*Podane informacje:*
###
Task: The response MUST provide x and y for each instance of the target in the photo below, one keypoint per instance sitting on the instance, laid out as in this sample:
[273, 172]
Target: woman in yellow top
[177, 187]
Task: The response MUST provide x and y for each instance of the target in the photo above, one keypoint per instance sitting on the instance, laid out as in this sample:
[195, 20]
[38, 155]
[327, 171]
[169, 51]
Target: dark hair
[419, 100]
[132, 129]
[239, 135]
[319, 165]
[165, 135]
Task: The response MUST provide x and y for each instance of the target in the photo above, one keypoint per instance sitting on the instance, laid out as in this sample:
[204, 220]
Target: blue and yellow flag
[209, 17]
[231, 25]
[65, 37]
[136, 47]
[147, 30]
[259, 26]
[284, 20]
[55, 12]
###
*Cel:* Przepisz cały listing, zamieniając każde „keypoint” na „marker”. Wszystko inne ma pozostać bez zmian.

*Odpowiedź:*
Task: The response MUST provide x and y for each instance of the target in the photo below, one marker per instance sitting on the instance, laid out as in this sample:
[273, 172]
Target: woman in yellow top
[177, 187]
Task: The response MUST provide x and y for each instance of the target in the photo above, one marker per instance sitting on the instance, laid out as in this sample:
[195, 20]
[38, 155]
[327, 171]
[169, 51]
Target: dark hair
[419, 100]
[132, 129]
[239, 135]
[319, 165]
[165, 135]
Task: The response MUST provide x and y for each instance of the target in the photo above, one marker per instance sitting on the instance, laid out as in this sample:
[204, 220]
Target: blue and yellow flag
[209, 17]
[231, 25]
[65, 37]
[136, 47]
[147, 30]
[259, 26]
[284, 20]
[55, 12]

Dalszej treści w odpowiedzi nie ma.